Material supplied START
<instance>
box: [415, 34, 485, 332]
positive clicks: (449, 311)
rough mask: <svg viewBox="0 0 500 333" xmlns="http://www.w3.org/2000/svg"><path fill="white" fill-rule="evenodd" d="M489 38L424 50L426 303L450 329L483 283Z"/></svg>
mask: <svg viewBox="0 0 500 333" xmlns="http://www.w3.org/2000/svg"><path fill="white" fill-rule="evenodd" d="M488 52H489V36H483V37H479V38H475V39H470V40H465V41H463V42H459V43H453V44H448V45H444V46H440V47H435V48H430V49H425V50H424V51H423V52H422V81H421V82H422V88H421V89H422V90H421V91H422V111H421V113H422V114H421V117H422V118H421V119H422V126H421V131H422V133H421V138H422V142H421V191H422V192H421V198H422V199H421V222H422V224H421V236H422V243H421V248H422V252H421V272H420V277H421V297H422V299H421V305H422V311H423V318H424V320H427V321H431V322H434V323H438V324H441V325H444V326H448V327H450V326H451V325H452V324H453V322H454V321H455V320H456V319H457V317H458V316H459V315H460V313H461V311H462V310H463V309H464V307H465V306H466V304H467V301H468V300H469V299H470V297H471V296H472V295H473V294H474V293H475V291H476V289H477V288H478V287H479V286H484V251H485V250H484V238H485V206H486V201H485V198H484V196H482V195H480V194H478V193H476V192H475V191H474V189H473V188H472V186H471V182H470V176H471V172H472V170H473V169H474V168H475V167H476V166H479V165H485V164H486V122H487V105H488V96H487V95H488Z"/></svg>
Material supplied END
» **What to do**: Quote exactly the first line of the entries and every line after it, stopping with the line that contains "positive clicks: (449, 311)".

» **Reply**:
<instance>
box: [415, 34, 485, 332]
positive clicks: (449, 311)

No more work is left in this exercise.